What you are asked to do
As the answer, give every line of the records that includes the word "dark".

=== Data extract ===

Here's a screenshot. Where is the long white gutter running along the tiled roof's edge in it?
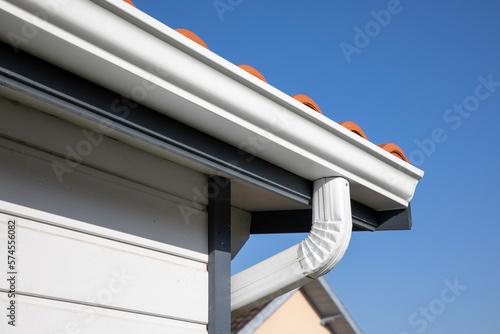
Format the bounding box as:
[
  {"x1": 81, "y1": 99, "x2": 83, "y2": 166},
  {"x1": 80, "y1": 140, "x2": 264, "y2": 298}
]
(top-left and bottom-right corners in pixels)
[{"x1": 0, "y1": 0, "x2": 423, "y2": 210}]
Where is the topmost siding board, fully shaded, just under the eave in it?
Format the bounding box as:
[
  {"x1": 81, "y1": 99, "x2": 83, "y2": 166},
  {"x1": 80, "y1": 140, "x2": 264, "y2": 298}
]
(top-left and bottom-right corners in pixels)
[{"x1": 0, "y1": 94, "x2": 207, "y2": 205}]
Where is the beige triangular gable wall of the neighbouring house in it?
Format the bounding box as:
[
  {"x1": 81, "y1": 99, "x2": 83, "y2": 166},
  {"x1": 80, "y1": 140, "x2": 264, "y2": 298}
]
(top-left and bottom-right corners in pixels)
[{"x1": 255, "y1": 291, "x2": 330, "y2": 334}]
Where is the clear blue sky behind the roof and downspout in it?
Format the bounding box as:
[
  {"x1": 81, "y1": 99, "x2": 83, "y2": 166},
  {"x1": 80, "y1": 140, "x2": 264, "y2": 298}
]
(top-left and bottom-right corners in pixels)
[{"x1": 134, "y1": 0, "x2": 500, "y2": 334}]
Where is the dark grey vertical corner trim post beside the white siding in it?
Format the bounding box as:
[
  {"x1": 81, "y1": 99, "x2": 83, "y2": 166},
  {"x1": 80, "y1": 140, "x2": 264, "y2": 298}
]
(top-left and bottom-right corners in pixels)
[{"x1": 207, "y1": 176, "x2": 231, "y2": 334}]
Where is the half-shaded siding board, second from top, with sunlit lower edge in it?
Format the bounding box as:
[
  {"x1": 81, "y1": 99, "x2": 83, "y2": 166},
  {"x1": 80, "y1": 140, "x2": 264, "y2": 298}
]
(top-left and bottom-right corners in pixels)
[{"x1": 0, "y1": 138, "x2": 208, "y2": 262}]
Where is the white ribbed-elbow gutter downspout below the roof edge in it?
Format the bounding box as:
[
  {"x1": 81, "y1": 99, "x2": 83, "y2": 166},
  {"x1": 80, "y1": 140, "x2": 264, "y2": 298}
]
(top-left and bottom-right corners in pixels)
[{"x1": 231, "y1": 177, "x2": 352, "y2": 316}]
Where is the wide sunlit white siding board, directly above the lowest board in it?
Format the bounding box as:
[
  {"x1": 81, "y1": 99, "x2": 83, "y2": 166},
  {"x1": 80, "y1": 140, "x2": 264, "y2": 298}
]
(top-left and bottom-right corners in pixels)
[{"x1": 0, "y1": 214, "x2": 208, "y2": 322}]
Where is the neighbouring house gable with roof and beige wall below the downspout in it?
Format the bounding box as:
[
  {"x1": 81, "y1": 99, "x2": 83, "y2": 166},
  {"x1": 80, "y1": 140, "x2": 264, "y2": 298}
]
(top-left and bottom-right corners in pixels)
[{"x1": 231, "y1": 277, "x2": 362, "y2": 334}]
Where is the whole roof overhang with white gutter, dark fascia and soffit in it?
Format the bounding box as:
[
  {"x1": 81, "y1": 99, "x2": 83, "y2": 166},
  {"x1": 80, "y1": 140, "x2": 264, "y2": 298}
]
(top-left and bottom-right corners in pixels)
[{"x1": 0, "y1": 0, "x2": 423, "y2": 233}]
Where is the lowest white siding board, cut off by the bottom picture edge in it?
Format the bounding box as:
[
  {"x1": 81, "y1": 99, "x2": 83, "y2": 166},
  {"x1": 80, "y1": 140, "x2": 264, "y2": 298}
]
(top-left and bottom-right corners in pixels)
[{"x1": 0, "y1": 292, "x2": 207, "y2": 334}]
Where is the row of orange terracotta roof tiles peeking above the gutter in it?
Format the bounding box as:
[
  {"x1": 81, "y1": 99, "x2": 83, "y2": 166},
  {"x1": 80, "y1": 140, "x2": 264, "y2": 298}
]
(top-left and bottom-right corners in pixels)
[{"x1": 128, "y1": 0, "x2": 409, "y2": 163}]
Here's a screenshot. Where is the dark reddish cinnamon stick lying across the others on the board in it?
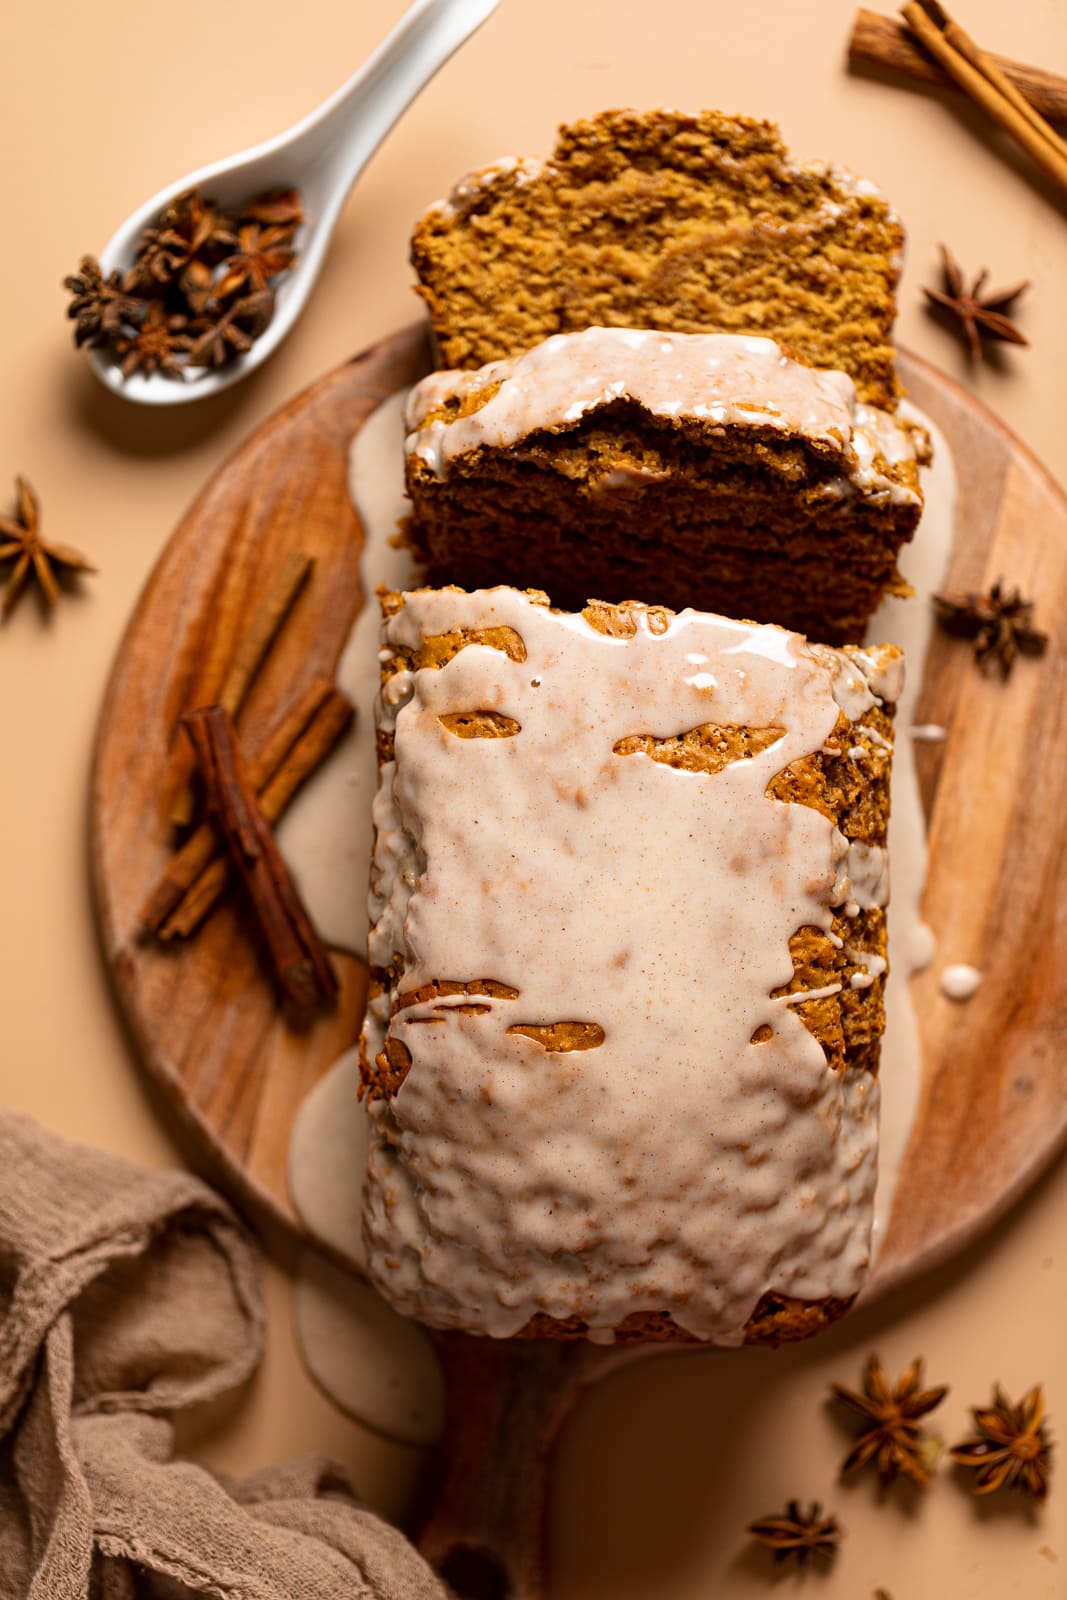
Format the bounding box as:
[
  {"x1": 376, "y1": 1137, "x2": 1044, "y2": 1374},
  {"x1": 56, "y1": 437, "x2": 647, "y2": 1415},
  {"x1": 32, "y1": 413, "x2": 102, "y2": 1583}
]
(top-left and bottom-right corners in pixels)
[{"x1": 182, "y1": 706, "x2": 338, "y2": 1011}]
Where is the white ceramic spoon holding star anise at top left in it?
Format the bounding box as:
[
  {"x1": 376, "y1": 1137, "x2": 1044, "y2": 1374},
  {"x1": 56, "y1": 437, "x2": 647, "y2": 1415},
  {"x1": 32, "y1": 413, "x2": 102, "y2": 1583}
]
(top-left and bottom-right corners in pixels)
[{"x1": 88, "y1": 0, "x2": 499, "y2": 405}]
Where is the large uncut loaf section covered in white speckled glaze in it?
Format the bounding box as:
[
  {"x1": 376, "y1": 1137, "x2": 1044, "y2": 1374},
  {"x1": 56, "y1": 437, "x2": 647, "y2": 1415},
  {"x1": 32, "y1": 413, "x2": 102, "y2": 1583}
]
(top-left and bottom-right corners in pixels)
[{"x1": 362, "y1": 587, "x2": 901, "y2": 1346}]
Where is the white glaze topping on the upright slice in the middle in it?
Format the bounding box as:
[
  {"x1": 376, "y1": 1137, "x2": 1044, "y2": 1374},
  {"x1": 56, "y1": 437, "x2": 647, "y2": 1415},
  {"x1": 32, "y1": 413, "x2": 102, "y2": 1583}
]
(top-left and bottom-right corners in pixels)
[{"x1": 406, "y1": 328, "x2": 918, "y2": 504}]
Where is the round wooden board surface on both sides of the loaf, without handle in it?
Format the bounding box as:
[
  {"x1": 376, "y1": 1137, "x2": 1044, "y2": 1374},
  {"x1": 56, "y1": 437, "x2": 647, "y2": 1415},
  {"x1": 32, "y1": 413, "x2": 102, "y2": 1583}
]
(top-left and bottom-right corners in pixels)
[{"x1": 91, "y1": 326, "x2": 1067, "y2": 1286}]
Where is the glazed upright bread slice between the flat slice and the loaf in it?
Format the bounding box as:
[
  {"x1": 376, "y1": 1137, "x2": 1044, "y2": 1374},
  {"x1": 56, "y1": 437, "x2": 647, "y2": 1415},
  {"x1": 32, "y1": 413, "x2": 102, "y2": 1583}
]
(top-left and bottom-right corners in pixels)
[{"x1": 406, "y1": 328, "x2": 923, "y2": 645}]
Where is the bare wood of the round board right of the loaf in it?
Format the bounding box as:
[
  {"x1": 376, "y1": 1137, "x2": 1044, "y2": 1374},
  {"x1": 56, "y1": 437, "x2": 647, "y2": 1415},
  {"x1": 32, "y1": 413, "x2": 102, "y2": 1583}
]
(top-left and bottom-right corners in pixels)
[{"x1": 872, "y1": 358, "x2": 1067, "y2": 1293}]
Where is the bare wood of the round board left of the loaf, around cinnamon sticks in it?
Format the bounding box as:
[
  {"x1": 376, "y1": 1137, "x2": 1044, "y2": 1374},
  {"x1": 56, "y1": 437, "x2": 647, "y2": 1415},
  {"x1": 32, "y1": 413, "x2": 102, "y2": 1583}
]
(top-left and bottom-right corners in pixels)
[{"x1": 90, "y1": 328, "x2": 426, "y2": 1229}]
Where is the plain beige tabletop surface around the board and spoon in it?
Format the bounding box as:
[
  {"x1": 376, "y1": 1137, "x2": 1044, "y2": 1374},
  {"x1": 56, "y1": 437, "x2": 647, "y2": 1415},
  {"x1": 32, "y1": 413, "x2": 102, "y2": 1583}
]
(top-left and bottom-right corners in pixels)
[{"x1": 0, "y1": 0, "x2": 1067, "y2": 1600}]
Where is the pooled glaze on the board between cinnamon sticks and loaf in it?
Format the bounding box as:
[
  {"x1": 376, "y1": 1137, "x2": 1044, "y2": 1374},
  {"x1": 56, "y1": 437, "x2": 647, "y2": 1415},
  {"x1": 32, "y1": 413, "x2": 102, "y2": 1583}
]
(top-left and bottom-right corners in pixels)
[{"x1": 271, "y1": 390, "x2": 414, "y2": 955}]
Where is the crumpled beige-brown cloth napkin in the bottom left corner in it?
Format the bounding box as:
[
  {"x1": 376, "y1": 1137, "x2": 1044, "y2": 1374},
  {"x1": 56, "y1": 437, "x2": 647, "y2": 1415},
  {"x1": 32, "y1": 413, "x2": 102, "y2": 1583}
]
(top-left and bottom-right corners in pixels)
[{"x1": 0, "y1": 1110, "x2": 445, "y2": 1600}]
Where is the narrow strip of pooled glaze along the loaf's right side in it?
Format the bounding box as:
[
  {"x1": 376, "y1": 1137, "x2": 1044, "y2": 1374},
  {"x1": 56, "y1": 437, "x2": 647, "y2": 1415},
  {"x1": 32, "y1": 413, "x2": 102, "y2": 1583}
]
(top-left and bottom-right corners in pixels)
[{"x1": 869, "y1": 402, "x2": 957, "y2": 1258}]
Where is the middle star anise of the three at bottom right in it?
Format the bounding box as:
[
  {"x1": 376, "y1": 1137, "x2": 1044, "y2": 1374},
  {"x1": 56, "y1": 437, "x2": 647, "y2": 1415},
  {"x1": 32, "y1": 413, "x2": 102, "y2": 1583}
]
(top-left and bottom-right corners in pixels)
[{"x1": 830, "y1": 1355, "x2": 949, "y2": 1488}]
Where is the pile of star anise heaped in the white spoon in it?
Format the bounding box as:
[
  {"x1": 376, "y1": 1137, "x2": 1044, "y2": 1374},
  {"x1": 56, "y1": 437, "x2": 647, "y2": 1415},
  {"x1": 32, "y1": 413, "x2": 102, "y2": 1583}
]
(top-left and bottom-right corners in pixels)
[{"x1": 64, "y1": 189, "x2": 304, "y2": 378}]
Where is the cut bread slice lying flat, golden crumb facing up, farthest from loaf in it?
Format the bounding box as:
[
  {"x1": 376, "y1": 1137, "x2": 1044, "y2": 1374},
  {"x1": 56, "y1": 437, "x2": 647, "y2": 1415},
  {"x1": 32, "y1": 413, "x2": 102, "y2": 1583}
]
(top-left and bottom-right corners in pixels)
[{"x1": 411, "y1": 110, "x2": 904, "y2": 410}]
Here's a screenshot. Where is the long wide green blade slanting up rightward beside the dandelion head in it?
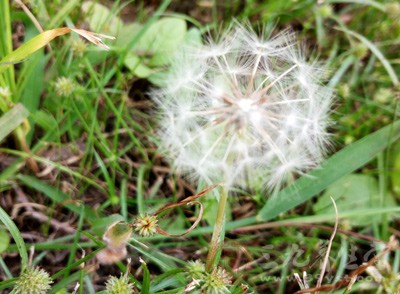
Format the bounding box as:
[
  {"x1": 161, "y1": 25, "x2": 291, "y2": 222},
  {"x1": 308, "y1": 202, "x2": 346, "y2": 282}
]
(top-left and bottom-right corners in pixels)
[{"x1": 257, "y1": 121, "x2": 400, "y2": 222}]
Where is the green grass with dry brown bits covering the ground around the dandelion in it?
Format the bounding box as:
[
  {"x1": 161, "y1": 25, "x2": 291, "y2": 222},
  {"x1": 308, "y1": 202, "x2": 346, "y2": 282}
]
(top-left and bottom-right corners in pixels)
[{"x1": 0, "y1": 0, "x2": 400, "y2": 293}]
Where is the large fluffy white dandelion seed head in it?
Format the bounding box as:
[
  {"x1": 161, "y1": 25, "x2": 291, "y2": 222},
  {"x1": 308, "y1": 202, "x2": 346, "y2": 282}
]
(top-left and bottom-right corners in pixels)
[{"x1": 152, "y1": 26, "x2": 333, "y2": 188}]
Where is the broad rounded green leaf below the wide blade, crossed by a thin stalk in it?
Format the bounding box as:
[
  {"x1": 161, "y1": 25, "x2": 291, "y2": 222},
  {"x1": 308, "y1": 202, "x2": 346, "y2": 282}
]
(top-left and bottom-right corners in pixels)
[{"x1": 314, "y1": 174, "x2": 395, "y2": 226}]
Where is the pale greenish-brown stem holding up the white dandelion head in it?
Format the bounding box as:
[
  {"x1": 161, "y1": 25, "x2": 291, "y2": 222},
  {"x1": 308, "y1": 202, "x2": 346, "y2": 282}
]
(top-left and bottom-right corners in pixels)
[{"x1": 206, "y1": 187, "x2": 228, "y2": 272}]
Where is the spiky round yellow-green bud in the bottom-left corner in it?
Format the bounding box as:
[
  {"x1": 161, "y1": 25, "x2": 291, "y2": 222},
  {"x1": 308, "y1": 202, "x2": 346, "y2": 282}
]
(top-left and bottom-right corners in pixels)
[{"x1": 14, "y1": 267, "x2": 53, "y2": 294}]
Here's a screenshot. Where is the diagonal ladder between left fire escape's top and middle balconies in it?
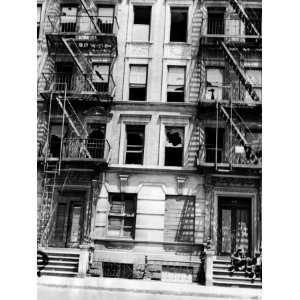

===

Exercise solution
Where is the dark grey vertical corner trim post beside the white siding in it?
Where is the whole roof overhang with white gutter, dark fascia and soffit in it?
Here's a screenshot. Where is the dark reddish cinnamon stick lying across the others on the board in it?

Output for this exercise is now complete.